**Text section**:
An evolution in tank development

When SSLC began developing its tanks in the early 2000s, it set out on a path to address the numerous issues that can arise with Type V pressure vessels. “We stumbled over the usual problems,” says Rufer. “For example, the tanks did start weeping. Overall, they held pressure, but once we’d start doing temperature cycling, we would begin having leaks at relatively low pressures, maybe 3.5 to 5 bar. We just could not hold pressure when testing with liquid nitrogen and microcracking issues manifested.”

At the time, many tanks were fabricated from two halves joined with a belly band. However, it was difficult to ensure the resulting joint was completely leak-free. In addition, the flanges on the polar boss openings of tanks were often metal, which caused issues with the adjoining composites that have different CTEs — the tanks had a tendency to shrink or expand at a different rate than the flanges.

“When you have two different types of materials that want to fight each other in a joint, that means it’s going to fail,” says Rufer. “So, early on we moved to making the bosses out of carbon fiber composites. We also moved away from the belly band approach and devised different technology for that joint.” SSLC has developed its own approach to joining its tank halves that is based on scarfing, similar to the scarf joint that has proven effective for decades in structural composite repairs on aircraft.  

SSLC Pressurmaxx Type V pressure vessel

SSLC says the full potential of Type V pressure vessels lies in using fuel tanks as primary load-bearing structures in spacecraft designs. Photo Credit: SSLC

A step toward future spacecraft

While the tanks on the IM-1 mission were selected primarily for their weight savings and cryogenic properties, SSLC is hoping the mission will help pave the way for enabling a whole new type of spacecraft. 

SSLC has a particular interest in rocket designs that use propellant tanks as primary load-bearing elements of the vehicle. Rufer explains that the company’s tank configurations combine primary and secondary support structures into one single propellant tank that is significantly lighter, stiffer and stronger than traditional tanks. SSLC’s all-composite tanks incorporate such features as polar bosses (including the boss threading), external structural stringers and internal slosh baffles. Rufer says that because the tanks are unibody structures, they can effectively become the primary structure of a launch vehicle or a spacecraft.

**Stated problem**:
In the composite tank text, why did SSLC switch to making the polar bosses out of carbon fiber composites? Reply in one to three sentences.

**Entries from a pointing dataset**:
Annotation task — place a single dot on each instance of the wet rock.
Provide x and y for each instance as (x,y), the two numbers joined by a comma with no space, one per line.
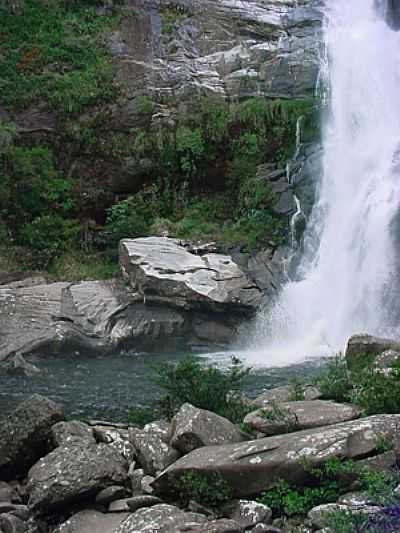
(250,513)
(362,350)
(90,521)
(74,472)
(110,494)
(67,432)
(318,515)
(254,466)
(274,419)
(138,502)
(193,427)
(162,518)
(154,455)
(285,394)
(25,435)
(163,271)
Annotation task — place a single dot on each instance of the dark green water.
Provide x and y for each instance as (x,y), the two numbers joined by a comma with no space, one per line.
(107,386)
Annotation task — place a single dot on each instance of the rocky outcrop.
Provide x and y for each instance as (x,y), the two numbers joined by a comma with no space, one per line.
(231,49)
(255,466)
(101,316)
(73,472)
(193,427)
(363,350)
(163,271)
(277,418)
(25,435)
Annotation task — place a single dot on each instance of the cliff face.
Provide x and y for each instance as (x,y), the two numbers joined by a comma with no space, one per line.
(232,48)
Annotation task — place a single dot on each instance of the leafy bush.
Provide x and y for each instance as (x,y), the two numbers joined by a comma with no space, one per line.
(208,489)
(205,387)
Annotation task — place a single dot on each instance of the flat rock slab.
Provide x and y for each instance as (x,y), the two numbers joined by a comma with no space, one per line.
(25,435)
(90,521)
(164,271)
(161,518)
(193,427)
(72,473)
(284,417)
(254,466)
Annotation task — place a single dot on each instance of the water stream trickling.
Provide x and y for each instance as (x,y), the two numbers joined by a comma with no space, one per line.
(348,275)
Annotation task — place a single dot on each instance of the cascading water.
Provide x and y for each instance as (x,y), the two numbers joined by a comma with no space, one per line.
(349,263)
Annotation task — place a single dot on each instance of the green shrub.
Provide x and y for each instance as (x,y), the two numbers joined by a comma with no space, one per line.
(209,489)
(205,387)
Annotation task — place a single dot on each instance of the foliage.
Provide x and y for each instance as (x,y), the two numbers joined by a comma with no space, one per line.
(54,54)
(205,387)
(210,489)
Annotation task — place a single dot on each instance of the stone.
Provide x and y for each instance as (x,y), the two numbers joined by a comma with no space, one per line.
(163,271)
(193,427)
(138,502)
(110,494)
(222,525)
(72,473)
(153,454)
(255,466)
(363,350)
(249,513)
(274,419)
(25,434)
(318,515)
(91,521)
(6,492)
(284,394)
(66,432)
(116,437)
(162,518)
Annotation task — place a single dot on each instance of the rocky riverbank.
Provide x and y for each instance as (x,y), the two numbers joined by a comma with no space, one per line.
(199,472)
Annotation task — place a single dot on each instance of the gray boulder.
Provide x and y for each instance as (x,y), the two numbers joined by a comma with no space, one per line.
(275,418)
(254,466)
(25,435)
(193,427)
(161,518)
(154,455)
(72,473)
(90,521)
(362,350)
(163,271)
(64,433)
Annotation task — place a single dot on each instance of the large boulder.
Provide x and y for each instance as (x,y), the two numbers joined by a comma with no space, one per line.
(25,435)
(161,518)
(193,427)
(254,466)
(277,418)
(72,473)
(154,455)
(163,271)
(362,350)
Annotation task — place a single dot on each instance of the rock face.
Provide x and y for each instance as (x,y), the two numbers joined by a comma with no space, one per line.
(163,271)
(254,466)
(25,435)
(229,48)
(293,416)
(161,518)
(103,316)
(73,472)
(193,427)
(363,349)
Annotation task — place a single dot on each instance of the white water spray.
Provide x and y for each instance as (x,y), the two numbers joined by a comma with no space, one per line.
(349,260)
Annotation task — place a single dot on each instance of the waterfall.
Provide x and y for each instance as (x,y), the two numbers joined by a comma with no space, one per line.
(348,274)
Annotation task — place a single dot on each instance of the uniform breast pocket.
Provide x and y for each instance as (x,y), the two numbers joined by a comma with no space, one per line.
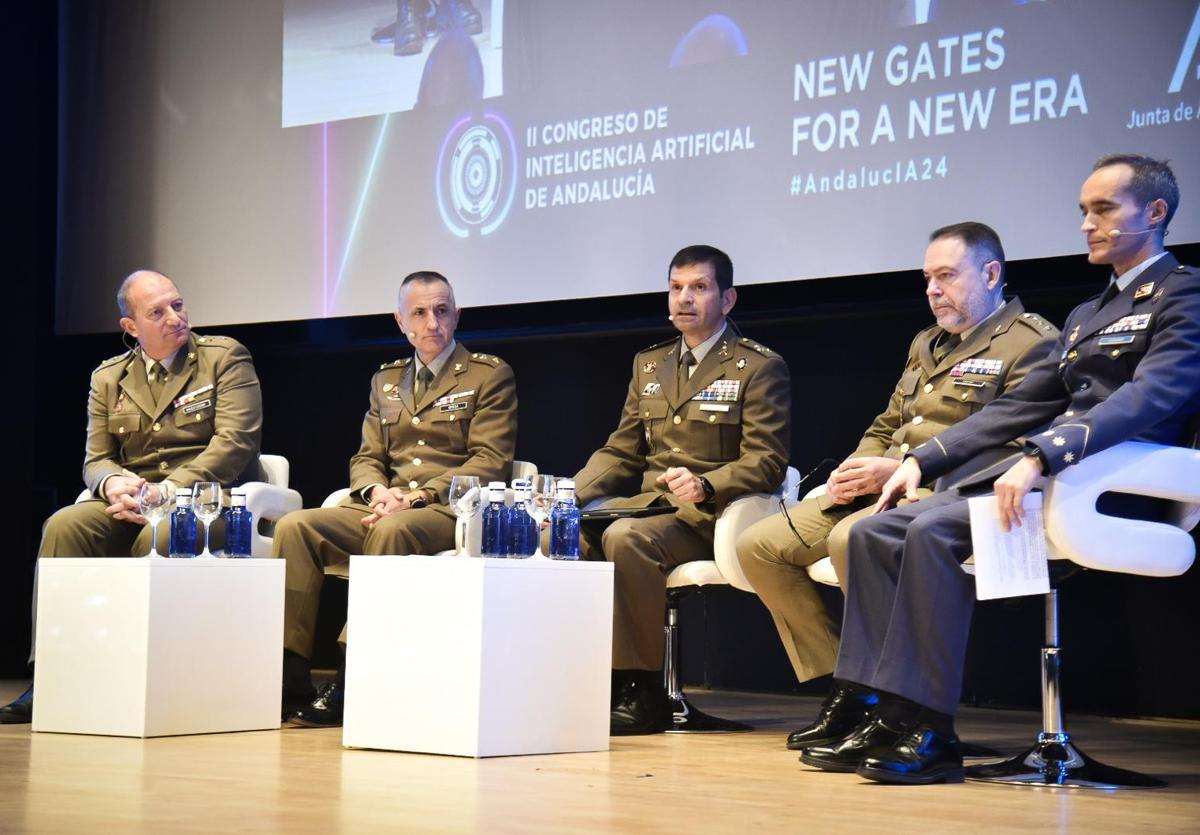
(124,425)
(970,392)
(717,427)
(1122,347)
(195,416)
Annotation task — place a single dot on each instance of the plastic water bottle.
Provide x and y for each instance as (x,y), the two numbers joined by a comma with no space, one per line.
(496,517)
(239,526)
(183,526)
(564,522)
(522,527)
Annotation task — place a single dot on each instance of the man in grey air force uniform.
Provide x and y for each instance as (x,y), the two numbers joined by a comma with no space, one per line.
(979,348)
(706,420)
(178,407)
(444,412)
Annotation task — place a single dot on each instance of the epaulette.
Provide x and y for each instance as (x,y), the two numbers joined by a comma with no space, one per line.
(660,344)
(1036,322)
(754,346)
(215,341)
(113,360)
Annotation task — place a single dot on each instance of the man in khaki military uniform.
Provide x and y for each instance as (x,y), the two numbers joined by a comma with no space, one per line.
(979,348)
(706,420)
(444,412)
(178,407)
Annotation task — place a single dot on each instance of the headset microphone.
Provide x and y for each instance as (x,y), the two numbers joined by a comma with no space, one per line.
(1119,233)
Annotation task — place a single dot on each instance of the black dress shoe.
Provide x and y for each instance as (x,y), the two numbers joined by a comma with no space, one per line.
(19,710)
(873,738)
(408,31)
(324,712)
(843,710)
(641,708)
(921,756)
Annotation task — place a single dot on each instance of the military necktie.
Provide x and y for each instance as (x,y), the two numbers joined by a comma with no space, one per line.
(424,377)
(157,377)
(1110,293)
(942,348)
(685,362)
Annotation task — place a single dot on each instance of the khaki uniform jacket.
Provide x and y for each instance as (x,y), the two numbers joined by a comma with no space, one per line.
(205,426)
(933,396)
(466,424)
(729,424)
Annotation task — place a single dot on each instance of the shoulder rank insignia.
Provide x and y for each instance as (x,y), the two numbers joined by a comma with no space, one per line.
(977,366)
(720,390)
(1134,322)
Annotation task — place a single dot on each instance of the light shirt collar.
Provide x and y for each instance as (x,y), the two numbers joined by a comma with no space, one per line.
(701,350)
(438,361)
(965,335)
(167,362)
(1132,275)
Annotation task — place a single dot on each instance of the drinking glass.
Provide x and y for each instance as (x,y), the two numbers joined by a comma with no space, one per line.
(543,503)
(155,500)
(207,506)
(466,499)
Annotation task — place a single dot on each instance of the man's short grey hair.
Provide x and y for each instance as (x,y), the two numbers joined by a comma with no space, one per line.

**Written response**:
The flanges on the polar boss openings were often metal, and their CTE differed from that of the adjoining composites, so the tanks tended to shrink or expand at a different rate than the flanges. According to Rufer, when two different types of materials fight each other in a joint, the joint is going to fail.